Items listed in a dataset
____

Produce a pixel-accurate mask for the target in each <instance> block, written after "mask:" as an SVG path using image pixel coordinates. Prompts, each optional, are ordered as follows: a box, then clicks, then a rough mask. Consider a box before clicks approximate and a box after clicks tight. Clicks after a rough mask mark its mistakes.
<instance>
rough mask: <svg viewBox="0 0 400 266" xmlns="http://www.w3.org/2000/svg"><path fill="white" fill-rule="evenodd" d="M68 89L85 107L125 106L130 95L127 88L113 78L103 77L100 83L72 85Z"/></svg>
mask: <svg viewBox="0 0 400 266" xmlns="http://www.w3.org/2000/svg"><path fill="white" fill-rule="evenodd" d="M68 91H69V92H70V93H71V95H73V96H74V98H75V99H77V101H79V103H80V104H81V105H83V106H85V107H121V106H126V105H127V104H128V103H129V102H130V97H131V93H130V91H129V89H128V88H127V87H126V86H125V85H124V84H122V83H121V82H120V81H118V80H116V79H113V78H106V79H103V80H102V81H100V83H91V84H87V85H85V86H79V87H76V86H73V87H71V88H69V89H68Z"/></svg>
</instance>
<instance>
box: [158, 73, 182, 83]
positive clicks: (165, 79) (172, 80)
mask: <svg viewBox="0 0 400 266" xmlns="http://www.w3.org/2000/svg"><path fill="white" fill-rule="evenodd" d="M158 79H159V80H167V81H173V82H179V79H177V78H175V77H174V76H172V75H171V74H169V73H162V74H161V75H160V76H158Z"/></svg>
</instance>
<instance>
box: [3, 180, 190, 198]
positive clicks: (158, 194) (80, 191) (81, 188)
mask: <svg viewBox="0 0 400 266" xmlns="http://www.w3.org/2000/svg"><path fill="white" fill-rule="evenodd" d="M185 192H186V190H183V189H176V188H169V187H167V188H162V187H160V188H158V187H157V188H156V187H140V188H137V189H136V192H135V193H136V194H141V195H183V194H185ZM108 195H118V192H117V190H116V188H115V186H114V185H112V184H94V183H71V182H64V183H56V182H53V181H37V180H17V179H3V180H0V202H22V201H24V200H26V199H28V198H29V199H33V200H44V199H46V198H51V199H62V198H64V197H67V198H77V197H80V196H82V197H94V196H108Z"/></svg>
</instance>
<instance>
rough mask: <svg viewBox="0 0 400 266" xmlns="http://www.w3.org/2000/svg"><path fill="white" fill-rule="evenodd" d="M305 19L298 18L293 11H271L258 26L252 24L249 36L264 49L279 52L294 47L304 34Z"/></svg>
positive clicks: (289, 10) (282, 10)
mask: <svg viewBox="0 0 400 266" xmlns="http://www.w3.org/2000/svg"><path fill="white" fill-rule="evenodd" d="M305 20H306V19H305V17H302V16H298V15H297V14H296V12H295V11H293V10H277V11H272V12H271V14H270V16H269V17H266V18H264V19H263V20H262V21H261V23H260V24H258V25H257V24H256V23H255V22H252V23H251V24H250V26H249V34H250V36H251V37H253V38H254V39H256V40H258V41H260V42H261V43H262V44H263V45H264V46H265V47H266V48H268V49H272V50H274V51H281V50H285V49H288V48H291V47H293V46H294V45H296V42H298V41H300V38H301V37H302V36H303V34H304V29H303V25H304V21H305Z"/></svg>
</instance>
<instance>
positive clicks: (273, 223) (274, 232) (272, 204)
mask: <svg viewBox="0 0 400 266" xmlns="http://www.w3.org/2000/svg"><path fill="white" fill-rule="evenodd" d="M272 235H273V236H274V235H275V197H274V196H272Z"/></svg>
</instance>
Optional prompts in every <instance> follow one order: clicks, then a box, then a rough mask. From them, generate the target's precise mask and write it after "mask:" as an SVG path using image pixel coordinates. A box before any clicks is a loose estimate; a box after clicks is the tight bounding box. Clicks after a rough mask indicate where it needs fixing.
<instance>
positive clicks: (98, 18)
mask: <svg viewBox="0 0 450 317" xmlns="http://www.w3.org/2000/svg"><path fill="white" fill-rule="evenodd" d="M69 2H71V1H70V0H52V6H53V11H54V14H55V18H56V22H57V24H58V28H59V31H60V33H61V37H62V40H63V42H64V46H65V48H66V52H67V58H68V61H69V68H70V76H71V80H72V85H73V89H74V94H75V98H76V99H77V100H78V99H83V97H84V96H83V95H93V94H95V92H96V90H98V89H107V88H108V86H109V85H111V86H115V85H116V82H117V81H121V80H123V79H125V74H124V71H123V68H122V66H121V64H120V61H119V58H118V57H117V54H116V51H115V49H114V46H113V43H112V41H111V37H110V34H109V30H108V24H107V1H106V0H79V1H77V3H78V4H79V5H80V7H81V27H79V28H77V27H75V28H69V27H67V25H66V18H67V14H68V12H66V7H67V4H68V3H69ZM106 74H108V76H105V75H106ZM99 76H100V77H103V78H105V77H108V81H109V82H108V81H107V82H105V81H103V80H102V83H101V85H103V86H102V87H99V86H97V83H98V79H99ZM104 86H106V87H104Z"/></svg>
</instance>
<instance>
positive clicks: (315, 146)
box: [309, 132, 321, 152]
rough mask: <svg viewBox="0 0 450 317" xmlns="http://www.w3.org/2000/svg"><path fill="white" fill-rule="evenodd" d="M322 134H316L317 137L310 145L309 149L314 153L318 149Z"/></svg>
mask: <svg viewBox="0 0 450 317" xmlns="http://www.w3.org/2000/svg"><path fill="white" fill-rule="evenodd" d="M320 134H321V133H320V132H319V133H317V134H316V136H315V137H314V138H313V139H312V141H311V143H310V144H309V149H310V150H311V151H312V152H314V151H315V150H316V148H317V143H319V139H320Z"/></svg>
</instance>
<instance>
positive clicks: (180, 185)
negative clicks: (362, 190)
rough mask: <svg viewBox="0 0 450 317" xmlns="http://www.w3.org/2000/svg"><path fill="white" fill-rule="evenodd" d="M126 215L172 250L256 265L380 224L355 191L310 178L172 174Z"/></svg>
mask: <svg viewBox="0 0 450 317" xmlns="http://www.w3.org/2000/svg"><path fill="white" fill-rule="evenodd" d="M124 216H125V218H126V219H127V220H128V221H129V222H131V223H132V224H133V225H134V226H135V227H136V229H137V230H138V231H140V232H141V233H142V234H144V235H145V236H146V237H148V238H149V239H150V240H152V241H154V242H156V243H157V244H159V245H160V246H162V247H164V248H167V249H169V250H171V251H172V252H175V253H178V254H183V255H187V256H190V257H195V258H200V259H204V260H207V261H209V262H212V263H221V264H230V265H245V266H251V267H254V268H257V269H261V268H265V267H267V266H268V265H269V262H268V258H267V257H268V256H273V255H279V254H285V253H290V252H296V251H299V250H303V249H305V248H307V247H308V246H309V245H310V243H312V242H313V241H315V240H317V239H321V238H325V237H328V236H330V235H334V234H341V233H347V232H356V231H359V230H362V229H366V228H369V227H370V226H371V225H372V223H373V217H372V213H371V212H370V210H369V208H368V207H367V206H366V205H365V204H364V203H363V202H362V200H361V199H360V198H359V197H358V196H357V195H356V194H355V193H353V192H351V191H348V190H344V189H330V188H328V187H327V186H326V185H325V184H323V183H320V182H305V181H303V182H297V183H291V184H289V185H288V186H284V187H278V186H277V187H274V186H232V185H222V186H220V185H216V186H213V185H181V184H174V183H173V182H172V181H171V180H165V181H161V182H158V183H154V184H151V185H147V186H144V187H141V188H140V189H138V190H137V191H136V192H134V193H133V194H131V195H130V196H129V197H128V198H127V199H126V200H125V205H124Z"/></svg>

____

▸ TASK STATEMENT
From the records above, work out how many lines contain the string "before". Give only the number.

▸ ANSWER SPACE
2